What needs to be done » Update every item below so that each "point_to(query)" becomes "locate(query)", leaving everything else unchanged.

= = =

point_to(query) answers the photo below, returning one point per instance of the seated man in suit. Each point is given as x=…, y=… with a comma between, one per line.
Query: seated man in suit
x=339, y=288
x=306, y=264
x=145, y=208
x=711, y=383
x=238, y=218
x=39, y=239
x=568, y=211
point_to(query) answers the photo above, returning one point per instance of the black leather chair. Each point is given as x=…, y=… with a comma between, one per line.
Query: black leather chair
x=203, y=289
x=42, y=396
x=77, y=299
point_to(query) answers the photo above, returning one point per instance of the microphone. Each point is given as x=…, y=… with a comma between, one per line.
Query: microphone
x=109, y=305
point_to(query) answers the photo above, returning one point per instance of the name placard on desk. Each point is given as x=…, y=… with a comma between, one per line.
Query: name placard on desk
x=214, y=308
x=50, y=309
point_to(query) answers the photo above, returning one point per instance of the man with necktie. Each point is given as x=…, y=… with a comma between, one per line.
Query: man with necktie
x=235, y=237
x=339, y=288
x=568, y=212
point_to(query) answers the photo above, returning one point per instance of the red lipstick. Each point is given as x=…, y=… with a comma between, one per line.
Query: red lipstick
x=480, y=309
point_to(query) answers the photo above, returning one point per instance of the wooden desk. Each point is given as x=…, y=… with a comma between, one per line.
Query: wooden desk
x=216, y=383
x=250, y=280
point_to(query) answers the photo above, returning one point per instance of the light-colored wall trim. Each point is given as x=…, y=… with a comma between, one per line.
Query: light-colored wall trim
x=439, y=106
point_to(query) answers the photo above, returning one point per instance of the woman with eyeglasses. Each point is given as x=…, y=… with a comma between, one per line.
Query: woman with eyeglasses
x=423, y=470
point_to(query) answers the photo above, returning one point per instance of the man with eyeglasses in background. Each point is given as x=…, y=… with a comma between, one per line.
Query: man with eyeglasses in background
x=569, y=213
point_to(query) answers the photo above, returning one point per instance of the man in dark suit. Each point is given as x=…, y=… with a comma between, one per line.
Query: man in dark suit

= = =

The result »
locate(query) answers the photo below, returning one point per instance of the seated man in suit. Each point is given as x=…, y=… with a comma between, one per line.
Query: seated man in suit
x=339, y=288
x=306, y=264
x=145, y=208
x=711, y=383
x=238, y=218
x=39, y=239
x=568, y=211
locate(query) answers the photo above, returning one point per instance of the black leather chair. Each point is given as x=…, y=… with a comma between, one per line.
Query: black leather chair
x=203, y=289
x=42, y=396
x=77, y=299
locate(query) answers the photo above, returning one point per instance of the microphone. Each point is given as x=…, y=… with a comma between, one per line.
Query: microphone
x=109, y=305
locate(query) answers the photo above, returning one point per instance of the name placard on desk. Each point is given as x=…, y=… with a comma between, one per line.
Query: name placard on desk
x=214, y=308
x=50, y=309
locate(query) answers the photo above, returning one point per instance of the man with necktie. Each point is given as x=…, y=… with a comma between, one per line.
Query: man with necktie
x=235, y=237
x=339, y=288
x=568, y=212
locate(query) answers the photo above, returning one point per instance of the red lipstick. Each point is given as x=…, y=… with a comma between, one per line.
Query: red lipstick
x=480, y=309
locate(query) answers the photo above, returning one point per instance of the wooden desk. Each point is given as x=…, y=… with a comma between, one per line.
Query: wooden desk
x=216, y=383
x=250, y=280
locate(query) answers the photo above, returning one point per instance of the light-colored wall trim. Each point is given as x=…, y=… with a comma between, one per line.
Query: light-colored wall trim
x=439, y=106
locate(query) answers the photo above, returning one point per instance of the woman with eyeglasses. Each point is given as x=…, y=… with a comma between, one per line.
Query: woman with eyeglasses
x=423, y=470
locate(query) answers the photo above, returning one point per instance of the man with eyeglasses in background. Each point is given as x=…, y=… with a comma between, one per line.
Query: man with eyeglasses in background
x=569, y=213
locate(query) answers the photo above, returning one point per instance of the man in dark suit. Each point is given as x=…, y=… with a comma between, one per line.
Query: man in dark suit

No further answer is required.